[SOURCE PASSAGE Boundary: Start]

Integration of Rock Physics Modelling to Improve Pore Pressure Prediction in Unconventional Shales
Jakob Heller*1 and Venkatesh Anantharamu 1, 1. Ikon Science
Abstract
Accurate formation pressure (pore pressure) prediction is essential for executing a safe and cost-effective drilling program. Unexpected overpressure is a major cause of drilling hazards, costing the industry billions of dollars, and posing a huge potential risk for damage to the environment. Overpressure also has a significant impact on the ability to artificially fracture shale formations as well as increasing the production drive of liquid hydrocarbons and favor higher production rates.
The standard approach to predict pore pressure is to use petrophysical logs or seismic velocities and assume that shales are cool, homogeneous and that any overpressure is due to under compaction. It is also generally assumed that the stress field is extensional such that the rocks currently are at the maximum burial depth/effective stress.
It is often the assumption that standard pore pressure prediction techniques cannot be applied to onshore, unconventional plays due to their often complex burial/uplift and erosion history combined with extensive diagenesis and hydrocarbon generation. Variability in total organic content (TOC), Vclay, mineralogy, cracks, natural fracture patterns, and permeability can all influence the evolution of pore pressure and our ability to accurately estimate pore pressure. For instance, changes in TOC have a similar response in elastic properties to changes in porosity and may give a “false” impression of the presence of overpressure and/or magnitude of overpressure.

[SOURCE PASSAGE Boundary: End]
[STORED DATA Boundary: Start]

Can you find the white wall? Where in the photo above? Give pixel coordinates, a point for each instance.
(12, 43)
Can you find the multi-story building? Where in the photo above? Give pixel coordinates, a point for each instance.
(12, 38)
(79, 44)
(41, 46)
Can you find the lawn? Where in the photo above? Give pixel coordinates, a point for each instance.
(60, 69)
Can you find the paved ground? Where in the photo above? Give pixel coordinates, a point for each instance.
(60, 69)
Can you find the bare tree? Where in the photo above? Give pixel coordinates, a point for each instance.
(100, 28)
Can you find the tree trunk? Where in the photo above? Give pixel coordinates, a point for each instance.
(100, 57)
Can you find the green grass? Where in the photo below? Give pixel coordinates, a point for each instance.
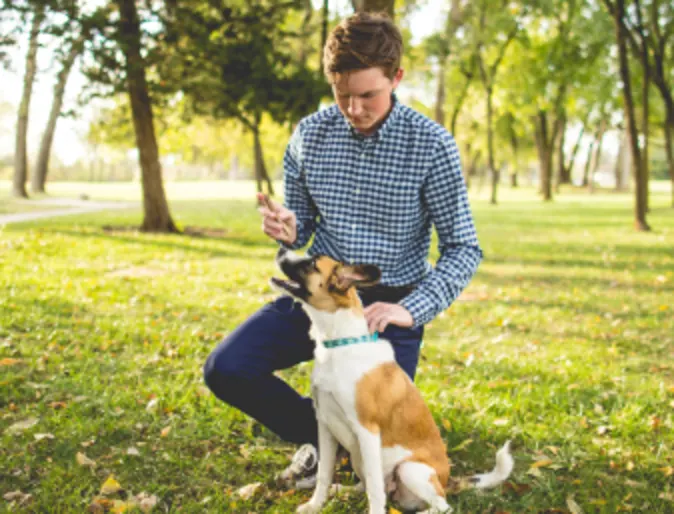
(564, 341)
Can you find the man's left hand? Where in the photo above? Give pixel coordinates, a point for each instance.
(380, 314)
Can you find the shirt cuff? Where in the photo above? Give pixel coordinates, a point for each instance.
(422, 309)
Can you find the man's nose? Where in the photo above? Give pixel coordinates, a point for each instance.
(355, 106)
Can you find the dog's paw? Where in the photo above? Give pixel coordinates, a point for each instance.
(309, 508)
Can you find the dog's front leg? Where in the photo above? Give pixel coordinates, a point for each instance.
(327, 457)
(373, 473)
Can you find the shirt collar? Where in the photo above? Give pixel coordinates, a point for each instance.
(384, 128)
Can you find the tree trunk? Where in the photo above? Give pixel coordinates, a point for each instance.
(260, 167)
(588, 163)
(560, 152)
(545, 146)
(495, 173)
(440, 92)
(596, 160)
(39, 177)
(568, 166)
(386, 6)
(157, 217)
(640, 223)
(669, 123)
(20, 151)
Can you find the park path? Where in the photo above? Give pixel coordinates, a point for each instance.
(67, 207)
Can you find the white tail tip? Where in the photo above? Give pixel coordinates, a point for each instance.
(498, 475)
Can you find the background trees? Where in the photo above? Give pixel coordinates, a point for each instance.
(535, 89)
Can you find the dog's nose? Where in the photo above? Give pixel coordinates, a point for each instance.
(282, 251)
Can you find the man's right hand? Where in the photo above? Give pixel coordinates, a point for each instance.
(278, 222)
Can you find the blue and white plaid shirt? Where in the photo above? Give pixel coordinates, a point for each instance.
(373, 200)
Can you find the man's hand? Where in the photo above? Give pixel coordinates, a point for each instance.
(380, 314)
(278, 222)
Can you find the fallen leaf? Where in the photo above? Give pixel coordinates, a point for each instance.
(247, 491)
(7, 361)
(110, 486)
(146, 502)
(20, 426)
(83, 460)
(462, 446)
(574, 508)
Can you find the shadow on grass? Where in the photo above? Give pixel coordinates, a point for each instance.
(174, 244)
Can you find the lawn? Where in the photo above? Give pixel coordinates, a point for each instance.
(564, 342)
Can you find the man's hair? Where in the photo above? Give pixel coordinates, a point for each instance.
(363, 40)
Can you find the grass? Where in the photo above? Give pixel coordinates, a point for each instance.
(564, 341)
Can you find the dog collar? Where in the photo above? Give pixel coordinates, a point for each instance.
(346, 341)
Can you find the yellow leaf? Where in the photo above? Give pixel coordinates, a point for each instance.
(83, 460)
(110, 486)
(7, 361)
(574, 508)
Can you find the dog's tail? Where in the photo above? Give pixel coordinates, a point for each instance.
(504, 466)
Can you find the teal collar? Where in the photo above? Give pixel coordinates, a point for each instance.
(346, 341)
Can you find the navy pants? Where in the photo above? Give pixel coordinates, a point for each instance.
(240, 371)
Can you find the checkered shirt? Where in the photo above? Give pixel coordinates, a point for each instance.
(374, 200)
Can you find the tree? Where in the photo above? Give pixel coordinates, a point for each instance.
(39, 176)
(237, 61)
(617, 10)
(156, 215)
(20, 151)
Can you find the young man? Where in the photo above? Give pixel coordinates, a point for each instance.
(368, 178)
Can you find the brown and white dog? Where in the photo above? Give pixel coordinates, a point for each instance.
(364, 400)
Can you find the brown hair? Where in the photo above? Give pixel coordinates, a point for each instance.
(363, 40)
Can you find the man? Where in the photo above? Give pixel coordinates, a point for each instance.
(368, 178)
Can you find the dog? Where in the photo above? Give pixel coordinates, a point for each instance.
(364, 400)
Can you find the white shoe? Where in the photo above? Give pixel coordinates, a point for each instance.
(301, 473)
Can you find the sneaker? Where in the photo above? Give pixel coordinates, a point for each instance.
(301, 473)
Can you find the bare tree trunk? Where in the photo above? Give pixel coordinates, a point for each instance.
(324, 29)
(495, 173)
(560, 152)
(20, 151)
(640, 223)
(260, 167)
(39, 177)
(440, 93)
(568, 166)
(669, 123)
(596, 160)
(157, 217)
(545, 146)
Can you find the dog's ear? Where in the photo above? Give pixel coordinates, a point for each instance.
(360, 275)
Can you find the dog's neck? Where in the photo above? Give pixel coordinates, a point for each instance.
(335, 325)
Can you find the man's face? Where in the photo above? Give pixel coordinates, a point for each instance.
(364, 97)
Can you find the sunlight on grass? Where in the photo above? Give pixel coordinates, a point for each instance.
(564, 341)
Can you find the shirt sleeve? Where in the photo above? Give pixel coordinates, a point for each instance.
(297, 197)
(446, 198)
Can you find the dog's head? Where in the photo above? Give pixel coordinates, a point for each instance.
(321, 282)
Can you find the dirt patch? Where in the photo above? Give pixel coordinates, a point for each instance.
(210, 232)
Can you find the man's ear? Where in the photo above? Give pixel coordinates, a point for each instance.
(360, 275)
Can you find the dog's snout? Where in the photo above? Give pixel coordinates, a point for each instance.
(282, 251)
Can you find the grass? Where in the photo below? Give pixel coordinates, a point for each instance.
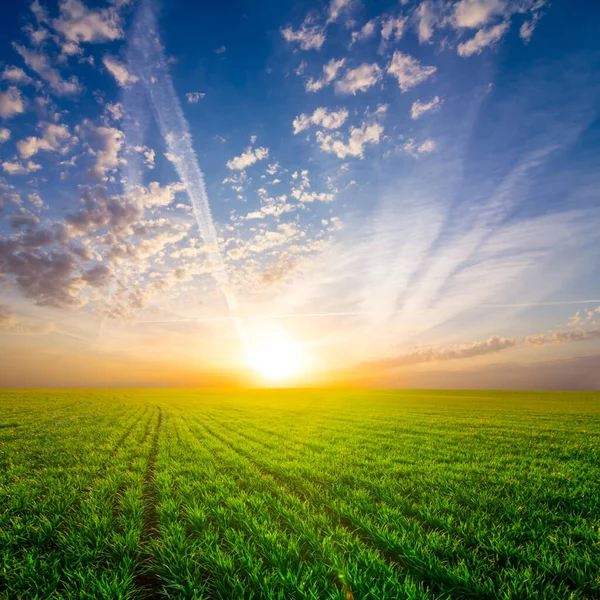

[STORED DATA Boundary: End]

• _ACTIONS TO TAKE_:
1) Reproduce everything in the pore pressure abstract from "The standard approach" down to "burial depth/effective stress.".
2) For each statement, say yes or no to whether the pore pressure abstract agrees with it, and quote the words that decide it.
(a) The standard approach to pore pressure prediction assumes that shales are homogeneous.
(b) Overpressure lowers production rates of liquid hydrocarbons.
(c) Changes in TOC affect elastic properties in a similar way to changes in porosity.

• _ANSWERS BY ITEM_:
1)
The standard approach to predict pore pressure is to use petrophysical logs or seismic velocities and assume that shales are cool, homogeneous and that any overpressure is due to under compaction. It is also generally assumed that the stress field is extensional such that the rocks currently are at the maximum burial depth/effective stress.

2)
(a) Yes: "assume that shales are cool, homogeneous and that any overpressure is due to under compaction"
(b) No: "increasing the production drive of liquid hydrocarbons and favor higher production rates"
(c) Yes: "changes in TOC have a similar response in elastic properties to changes in porosity"